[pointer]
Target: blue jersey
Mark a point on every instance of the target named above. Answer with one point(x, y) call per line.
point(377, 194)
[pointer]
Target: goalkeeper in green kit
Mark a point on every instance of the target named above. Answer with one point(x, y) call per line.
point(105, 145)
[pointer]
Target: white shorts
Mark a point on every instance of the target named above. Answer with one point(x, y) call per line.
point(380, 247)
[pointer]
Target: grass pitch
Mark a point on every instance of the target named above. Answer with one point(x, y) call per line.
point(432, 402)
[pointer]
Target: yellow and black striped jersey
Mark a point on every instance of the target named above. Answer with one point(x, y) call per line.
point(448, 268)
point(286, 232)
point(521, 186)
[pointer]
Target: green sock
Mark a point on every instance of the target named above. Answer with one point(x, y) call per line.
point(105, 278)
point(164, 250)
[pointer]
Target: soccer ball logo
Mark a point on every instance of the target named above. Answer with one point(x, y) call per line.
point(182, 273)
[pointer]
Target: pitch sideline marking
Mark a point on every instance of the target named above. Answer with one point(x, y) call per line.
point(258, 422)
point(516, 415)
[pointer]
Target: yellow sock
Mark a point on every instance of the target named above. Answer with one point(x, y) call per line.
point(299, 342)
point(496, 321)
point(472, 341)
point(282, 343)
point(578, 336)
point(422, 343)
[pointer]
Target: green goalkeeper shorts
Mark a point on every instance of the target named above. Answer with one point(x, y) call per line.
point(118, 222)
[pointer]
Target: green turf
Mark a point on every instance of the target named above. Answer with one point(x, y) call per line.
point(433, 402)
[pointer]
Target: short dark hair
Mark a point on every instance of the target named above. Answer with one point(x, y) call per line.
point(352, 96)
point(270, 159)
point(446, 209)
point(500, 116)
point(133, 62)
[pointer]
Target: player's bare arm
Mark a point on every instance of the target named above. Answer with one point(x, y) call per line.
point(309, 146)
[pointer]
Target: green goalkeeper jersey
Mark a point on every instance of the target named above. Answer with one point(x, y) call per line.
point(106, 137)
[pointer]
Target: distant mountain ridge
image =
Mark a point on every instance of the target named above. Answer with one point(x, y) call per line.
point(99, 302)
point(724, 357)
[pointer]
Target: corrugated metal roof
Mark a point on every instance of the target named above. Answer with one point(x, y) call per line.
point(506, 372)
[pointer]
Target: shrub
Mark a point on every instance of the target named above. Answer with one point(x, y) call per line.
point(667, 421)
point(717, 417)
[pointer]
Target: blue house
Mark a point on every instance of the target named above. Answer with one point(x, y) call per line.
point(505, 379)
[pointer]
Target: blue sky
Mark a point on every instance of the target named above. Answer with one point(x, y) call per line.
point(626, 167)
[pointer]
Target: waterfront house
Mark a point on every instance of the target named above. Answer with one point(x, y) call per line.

________________________________________

Render every line of the records above as a JSON list of strings, one string per line, leaving out any blank lines.

Task output
[
  "[pointer]",
  "Target: blue jersey",
  "Mark a point on every instance of the target named above. Answer with one point(x, y) call per line.",
  "point(377, 194)",
  "[pointer]",
  "Target: goalkeeper in green kit",
  "Mark a point on every instance of the target named above. Answer with one point(x, y) call per line.",
  "point(105, 145)",
  "[pointer]",
  "Target: white shorts",
  "Mark a point on every instance of the target named above. Answer with one point(x, y) call per line.",
  "point(380, 247)",
  "[pointer]",
  "Target: grass pitch",
  "Mark a point on every instance of the target named above. Answer with one point(x, y) call per line.",
  "point(432, 402)",
  "[pointer]",
  "Target: yellow and black striped jersey",
  "Mark a point on every instance of the target named above. Answer with one point(x, y) call per line.",
  "point(448, 268)",
  "point(286, 232)",
  "point(521, 186)",
  "[pointer]",
  "Target: green sock",
  "Mark a point on every instance of the target named above. Answer with one point(x, y) call per line.",
  "point(105, 278)",
  "point(164, 250)",
  "[pointer]",
  "Target: soccer ball logo",
  "Mark a point on every instance of the target named above. Answer with one point(x, y) call per line.",
  "point(182, 273)",
  "[pointer]",
  "Target: pitch sideline marking",
  "Mark a point on every instance of the target named above. Answer with one point(x, y) call per line.",
  "point(258, 422)",
  "point(516, 415)",
  "[pointer]",
  "Target: yellow sock",
  "Mark a point on every instance of the target named above. Answer with one point(x, y) call per line.",
  "point(299, 342)",
  "point(496, 321)",
  "point(472, 341)",
  "point(282, 343)",
  "point(578, 336)",
  "point(422, 343)",
  "[pointer]",
  "Target: green goalkeeper shorts",
  "Mark a point on every instance of the target named above. Answer with one point(x, y) call per line.",
  "point(118, 222)",
  "[pointer]",
  "Target: green turf",
  "Mark a point on every instance of the target named above. Answer with one point(x, y) call per line.",
  "point(433, 402)",
  "[pointer]",
  "Target: short dark hair",
  "Mark a point on every instance of the target named above. Answer with one point(x, y) call per line.",
  "point(352, 96)",
  "point(270, 159)",
  "point(446, 209)",
  "point(500, 116)",
  "point(133, 62)",
  "[pointer]",
  "Target: player's bare arm",
  "Mark a point on every instance of the target named above. Answer with one point(x, y) call per line.",
  "point(309, 146)",
  "[pointer]",
  "Target: green goalkeeper jersey",
  "Mark a point on every instance of the target named above. Answer with one point(x, y) call per line.",
  "point(106, 137)",
  "[pointer]",
  "Target: distant mountain ridge",
  "image =",
  "Mark a point on every instance of the target named above. Answer with one point(x, y) call per line.",
  "point(99, 302)",
  "point(724, 357)",
  "[pointer]",
  "Target: corrugated metal roof",
  "Mark a point on every instance of the target named above. Answer with one point(x, y) call per line.",
  "point(506, 372)",
  "[pointer]",
  "Target: shrub",
  "Mark a point on every instance of the target named above. Answer with one point(x, y) call per line.",
  "point(667, 421)",
  "point(717, 417)",
  "[pointer]",
  "Target: blue house",
  "Mark a point on every instance of the target named above. Answer with one point(x, y) call per line.",
  "point(505, 379)",
  "[pointer]",
  "Target: blue sky",
  "Mark a point on every instance of the target named above. Answer with one point(x, y) call per line.",
  "point(626, 167)",
  "[pointer]",
  "Target: waterfront house",
  "Mark a point on every instance of the target named above. Answer with one point(x, y) call per line."
]